[EXCERPT TO READ]
################
Most cities have large open markets that lend a unique characteristic to the trade culture – just think of the Chatuchak Weekend Market in Bangkok, Thailand, and Jemaa El Fnaa in Marrakech, Morocco. In Ghana, nowhere else do you experience the full scale of trading and the accompanying culture as in Makola Market.
As you walk around Makola Market, you’ll be treated to a variety of different sights, sounds and smells. Rare Ghanaian ingredients fill the air with their sweet, zesty scents; vintage imported clothing hangs in many of the stalls, and crowds of customers spill onto the narrow streets.
This historically rich and culturally significant market, located in the heart of Accra, was built in colonial times at the turn of the 20th century. It’s the heart of all commercial activity in the city, with tons of manufactured products, imported clothing, farm produce, specialized services and millions of cedis in revenue flowing through the expansive market every day.
Sometimes referred to as the Central Business District, it comprises a series of interconnected compartments, south of Jamestown, one of the original settlements in Accra. These quarters, like Kantamanto (the largest second clothing market in Ghana), Okaishie, Rawlings Park and Cowlane, segregate the market into distinct sections, where specialised goods and services can be found.
Historically, Makola has occupied a strategic position in Ghana’s political and economic development. During the 1948 riots, various shops in Makola belonging to foreign merchants were looted in the protests and the subsequent struggle for independence.
Also, portions of the market were destroyed by military ruler Jerry J Rawlings in 1979. The government blamed the market queens for causing artificial shortages to spike their profits. The space was then used to build a much-needed car park, known as Rawlings Park, to serve the needs of both traders and visitors.
Today, despite the existence of many other markets and shopping malls in Accra, it is still the centre of trade activities, with thousands of people from far and wide to buy and sell. Agricultural produce from the other regions of the country and other countries, like La Cote D’Ivoire and Burkina Faso, come to Makola before they’re distributed to smaller markets in the city.
################
[PROBLEM DETAILS]
Condense the paragraph of the Makola Market text that begins "Also, portions of the market" into a short bulleted list that keeps its main facts. The records aren't needed.

[Stored data entries]
################
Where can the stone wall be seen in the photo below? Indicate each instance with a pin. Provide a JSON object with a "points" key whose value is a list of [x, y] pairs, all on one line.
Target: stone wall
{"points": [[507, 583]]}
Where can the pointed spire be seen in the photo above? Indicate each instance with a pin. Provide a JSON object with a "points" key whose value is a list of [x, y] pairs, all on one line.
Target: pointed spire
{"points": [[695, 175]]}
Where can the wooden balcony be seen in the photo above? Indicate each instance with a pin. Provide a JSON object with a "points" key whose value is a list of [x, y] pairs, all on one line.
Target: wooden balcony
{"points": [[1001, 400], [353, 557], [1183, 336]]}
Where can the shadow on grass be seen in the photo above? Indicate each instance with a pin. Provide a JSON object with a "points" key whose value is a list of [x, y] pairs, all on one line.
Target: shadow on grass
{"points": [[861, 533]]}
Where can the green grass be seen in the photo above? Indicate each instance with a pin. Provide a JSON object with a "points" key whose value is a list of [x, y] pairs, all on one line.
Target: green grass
################
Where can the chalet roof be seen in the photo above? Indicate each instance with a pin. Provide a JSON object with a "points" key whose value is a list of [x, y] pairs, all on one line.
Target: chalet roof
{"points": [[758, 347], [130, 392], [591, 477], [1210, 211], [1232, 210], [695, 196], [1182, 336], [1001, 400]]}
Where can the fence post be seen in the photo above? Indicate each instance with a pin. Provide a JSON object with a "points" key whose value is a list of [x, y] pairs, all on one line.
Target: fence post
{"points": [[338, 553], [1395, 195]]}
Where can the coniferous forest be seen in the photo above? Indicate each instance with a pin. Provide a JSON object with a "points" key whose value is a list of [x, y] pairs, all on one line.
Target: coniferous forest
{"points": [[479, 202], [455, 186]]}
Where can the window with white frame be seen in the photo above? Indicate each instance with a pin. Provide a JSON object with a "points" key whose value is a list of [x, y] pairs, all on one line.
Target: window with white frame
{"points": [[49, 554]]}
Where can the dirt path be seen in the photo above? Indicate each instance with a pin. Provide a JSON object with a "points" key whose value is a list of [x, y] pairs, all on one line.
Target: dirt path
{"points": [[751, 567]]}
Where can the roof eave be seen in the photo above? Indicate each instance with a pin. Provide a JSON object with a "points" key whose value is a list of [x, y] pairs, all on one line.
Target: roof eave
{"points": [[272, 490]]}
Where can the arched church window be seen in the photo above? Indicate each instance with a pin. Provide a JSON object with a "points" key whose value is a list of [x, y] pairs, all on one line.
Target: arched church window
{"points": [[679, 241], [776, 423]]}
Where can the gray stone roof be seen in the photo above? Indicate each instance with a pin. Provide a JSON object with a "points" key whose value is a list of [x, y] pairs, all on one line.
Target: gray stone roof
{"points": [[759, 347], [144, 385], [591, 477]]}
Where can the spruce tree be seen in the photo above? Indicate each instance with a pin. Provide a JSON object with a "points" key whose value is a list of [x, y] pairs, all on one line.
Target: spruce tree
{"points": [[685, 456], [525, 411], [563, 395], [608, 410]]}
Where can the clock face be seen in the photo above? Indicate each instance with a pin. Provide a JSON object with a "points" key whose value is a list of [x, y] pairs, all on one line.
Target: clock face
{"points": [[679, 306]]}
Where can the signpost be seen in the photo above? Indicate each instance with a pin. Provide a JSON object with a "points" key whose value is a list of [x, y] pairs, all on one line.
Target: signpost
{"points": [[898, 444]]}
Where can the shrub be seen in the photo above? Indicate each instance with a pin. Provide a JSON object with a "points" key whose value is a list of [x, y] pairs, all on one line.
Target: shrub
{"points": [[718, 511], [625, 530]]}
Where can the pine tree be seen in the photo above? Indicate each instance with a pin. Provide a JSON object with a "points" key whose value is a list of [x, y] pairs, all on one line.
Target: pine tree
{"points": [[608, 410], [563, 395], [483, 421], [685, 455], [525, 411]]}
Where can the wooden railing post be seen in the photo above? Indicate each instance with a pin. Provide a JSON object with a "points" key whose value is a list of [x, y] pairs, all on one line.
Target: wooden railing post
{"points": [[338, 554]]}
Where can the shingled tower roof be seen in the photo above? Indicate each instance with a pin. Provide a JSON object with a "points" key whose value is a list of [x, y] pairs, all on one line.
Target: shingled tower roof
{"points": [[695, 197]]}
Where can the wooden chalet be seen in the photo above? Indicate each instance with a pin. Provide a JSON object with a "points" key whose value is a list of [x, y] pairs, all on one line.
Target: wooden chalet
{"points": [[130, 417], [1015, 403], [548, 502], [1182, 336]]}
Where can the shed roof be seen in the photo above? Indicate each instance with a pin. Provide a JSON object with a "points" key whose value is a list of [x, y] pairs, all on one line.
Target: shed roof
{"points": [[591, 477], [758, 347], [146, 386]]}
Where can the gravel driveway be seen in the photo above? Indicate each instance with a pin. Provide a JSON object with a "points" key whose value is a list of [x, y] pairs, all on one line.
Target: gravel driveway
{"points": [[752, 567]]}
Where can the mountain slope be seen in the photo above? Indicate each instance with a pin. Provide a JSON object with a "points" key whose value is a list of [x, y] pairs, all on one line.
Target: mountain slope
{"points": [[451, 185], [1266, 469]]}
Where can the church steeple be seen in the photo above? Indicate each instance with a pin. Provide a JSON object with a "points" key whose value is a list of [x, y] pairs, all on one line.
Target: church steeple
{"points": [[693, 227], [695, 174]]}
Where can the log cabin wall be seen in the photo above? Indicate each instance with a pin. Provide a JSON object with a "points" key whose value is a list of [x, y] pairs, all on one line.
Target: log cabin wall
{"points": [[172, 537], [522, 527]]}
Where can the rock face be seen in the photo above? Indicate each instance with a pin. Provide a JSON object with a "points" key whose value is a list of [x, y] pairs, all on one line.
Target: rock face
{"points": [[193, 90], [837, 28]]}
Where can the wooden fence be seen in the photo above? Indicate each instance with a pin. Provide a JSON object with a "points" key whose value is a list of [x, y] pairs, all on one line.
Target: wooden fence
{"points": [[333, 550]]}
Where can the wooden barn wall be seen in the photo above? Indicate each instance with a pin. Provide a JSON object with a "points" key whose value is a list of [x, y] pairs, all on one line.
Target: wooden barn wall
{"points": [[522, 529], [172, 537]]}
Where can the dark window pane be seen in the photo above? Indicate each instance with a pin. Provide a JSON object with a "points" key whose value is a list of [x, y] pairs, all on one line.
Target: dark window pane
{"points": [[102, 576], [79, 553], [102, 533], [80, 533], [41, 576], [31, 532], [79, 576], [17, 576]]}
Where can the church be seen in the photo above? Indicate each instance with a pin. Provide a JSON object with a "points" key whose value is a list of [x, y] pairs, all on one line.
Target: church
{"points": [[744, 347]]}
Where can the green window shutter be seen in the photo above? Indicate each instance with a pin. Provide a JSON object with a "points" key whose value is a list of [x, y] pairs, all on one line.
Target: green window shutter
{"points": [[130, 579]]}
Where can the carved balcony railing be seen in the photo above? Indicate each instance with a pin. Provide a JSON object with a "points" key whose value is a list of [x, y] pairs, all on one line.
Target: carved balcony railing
################
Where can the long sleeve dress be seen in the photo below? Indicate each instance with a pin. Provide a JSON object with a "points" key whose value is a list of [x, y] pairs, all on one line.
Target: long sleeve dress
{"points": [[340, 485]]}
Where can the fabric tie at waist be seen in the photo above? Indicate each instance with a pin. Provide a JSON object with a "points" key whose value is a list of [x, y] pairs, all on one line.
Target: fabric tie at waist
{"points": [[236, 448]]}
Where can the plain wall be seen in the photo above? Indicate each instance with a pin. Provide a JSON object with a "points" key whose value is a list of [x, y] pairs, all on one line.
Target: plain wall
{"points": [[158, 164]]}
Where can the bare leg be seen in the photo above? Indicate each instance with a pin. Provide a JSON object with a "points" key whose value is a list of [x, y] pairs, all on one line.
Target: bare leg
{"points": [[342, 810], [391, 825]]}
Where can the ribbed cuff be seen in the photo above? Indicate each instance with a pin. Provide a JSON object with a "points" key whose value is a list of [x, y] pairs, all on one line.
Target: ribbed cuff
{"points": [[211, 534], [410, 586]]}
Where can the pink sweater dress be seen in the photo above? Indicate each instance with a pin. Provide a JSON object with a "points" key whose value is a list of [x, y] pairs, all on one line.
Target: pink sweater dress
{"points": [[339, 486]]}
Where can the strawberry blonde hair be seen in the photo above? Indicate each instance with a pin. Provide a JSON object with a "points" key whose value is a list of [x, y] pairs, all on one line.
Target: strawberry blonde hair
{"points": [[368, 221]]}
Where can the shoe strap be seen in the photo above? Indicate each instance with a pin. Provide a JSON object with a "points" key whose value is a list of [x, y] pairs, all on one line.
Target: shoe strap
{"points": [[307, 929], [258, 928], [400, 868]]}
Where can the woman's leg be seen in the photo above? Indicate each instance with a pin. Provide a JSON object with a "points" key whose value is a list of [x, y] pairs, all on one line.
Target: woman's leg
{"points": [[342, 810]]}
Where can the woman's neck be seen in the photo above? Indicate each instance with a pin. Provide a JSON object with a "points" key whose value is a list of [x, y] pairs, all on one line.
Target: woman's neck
################
[SOLUTION FOR THIS EXERCISE]
- In 1979, military ruler Jerry J Rawlings destroyed portions of the market.
- The government blamed the market queens for causing artificial shortages to raise their profits.
- The cleared space became Rawlings Park, a much-needed car park serving traders and visitors.